(Recorded data)

• • • •

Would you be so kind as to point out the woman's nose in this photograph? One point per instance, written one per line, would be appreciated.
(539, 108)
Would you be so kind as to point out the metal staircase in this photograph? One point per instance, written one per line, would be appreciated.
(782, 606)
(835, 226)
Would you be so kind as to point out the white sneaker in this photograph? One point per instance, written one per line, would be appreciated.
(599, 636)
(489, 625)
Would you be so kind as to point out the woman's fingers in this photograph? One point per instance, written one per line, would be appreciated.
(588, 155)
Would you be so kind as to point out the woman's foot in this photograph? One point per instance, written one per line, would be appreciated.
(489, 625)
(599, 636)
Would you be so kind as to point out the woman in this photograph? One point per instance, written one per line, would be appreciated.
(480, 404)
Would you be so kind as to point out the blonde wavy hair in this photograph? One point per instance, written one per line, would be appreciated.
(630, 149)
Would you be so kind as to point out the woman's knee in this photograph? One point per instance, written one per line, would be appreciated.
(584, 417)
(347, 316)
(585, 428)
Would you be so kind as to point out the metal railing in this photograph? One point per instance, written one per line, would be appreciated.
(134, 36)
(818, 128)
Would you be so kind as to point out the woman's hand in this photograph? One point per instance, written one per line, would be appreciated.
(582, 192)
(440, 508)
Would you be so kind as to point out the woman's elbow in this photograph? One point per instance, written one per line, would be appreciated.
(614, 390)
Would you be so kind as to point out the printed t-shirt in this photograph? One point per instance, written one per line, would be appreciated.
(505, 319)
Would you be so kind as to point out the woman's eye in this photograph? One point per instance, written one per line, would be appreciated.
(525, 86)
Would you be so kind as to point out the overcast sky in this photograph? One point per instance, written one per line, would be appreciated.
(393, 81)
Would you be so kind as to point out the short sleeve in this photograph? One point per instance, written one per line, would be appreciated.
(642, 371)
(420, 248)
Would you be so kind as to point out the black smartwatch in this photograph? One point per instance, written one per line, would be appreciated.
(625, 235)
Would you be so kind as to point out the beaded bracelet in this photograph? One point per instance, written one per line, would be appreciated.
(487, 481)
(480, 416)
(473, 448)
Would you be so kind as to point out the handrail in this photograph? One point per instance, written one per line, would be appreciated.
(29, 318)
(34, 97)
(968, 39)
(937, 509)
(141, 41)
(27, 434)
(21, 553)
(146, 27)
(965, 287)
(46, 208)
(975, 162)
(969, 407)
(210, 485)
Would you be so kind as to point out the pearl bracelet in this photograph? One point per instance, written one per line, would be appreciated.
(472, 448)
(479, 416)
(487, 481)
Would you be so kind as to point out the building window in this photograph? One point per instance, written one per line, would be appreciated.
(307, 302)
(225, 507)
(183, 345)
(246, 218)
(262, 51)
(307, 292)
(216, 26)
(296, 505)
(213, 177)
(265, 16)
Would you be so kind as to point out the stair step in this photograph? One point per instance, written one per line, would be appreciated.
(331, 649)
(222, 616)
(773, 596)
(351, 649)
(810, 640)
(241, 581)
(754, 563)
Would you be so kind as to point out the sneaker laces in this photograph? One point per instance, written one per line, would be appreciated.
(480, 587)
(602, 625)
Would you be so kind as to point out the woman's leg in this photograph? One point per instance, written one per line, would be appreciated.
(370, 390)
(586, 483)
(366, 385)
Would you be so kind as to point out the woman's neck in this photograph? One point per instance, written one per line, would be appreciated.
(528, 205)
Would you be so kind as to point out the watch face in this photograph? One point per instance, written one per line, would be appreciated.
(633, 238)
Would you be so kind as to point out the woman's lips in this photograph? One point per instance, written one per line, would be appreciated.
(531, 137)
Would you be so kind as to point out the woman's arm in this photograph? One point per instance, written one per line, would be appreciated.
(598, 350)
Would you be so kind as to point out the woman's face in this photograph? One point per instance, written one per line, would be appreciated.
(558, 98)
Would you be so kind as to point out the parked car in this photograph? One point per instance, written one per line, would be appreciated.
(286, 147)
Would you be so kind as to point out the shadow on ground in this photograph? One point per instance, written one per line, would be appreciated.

• • • •

**Exercise details**
The answer consists only of the lines from the one containing "Would you be so kind as to point out the stair" to the end of the records, each written out exactly.

**The response**
Would you be so kind as to point out the stair step in this photograph? One point per instance, written one per line, would be appreciated.
(331, 649)
(222, 616)
(773, 596)
(351, 649)
(810, 640)
(241, 581)
(754, 563)
Would you be so kind as to point out the sneaker laces in this photograph? One point per instance, written one per line, would be appreciated.
(480, 587)
(602, 625)
Would you be so kind as to point out the woman's leg in this photograph? One point per instance, written one per line, would be appreciated.
(370, 390)
(586, 483)
(366, 385)
Would you be so kind as to point out the woman's neck in this photograph? One point per instance, written one per line, would be appreciated.
(528, 205)
Would you be so kind as to point out the watch face in this photograph? One point per instance, written one per line, would be appreciated.
(633, 238)
Would you be so kind as to point out the woman's lips in this photograph? One point per instance, written one per line, would be appreciated.
(531, 137)
Would you be so kind as to point out the woman's arm in this photograph? One point per instance, written one per line, would be appreciated.
(598, 350)
Would you be so kind as to point out the woman's face in this photograph? One point per instance, written one per line, would be appreciated.
(558, 98)
Would you be so kind as to point out the parked car in this photograph? One point per instance, written one per line, would be appreciated.
(286, 147)
Would you be so kind as to point out the shadow on ground in this photograph? One point per instance, written one per line, would be appreciated.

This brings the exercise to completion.